Start
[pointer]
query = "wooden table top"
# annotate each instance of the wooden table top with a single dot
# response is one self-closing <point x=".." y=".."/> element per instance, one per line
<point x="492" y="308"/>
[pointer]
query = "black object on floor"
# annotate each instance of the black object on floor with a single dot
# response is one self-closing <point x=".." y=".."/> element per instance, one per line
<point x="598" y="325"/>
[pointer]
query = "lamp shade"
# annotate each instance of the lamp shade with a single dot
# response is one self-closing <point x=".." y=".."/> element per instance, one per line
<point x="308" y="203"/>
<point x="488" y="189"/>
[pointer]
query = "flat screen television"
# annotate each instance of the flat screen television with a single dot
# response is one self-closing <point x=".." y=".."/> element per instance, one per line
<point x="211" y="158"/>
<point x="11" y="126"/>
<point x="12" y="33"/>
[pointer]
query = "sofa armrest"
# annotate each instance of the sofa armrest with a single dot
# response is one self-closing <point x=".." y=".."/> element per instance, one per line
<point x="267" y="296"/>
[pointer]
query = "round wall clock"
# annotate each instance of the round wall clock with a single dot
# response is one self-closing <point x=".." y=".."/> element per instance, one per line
End
Start
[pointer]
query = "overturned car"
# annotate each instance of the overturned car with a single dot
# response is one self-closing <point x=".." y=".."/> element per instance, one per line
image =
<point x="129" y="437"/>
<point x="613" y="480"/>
End
• DIRECTIONS: Find every line in the entries above that contains the word "flat" and copy each of those lines.

• THE OUTPUT:
query = "flat screen television"
# annotate each instance of the flat screen television with a single dot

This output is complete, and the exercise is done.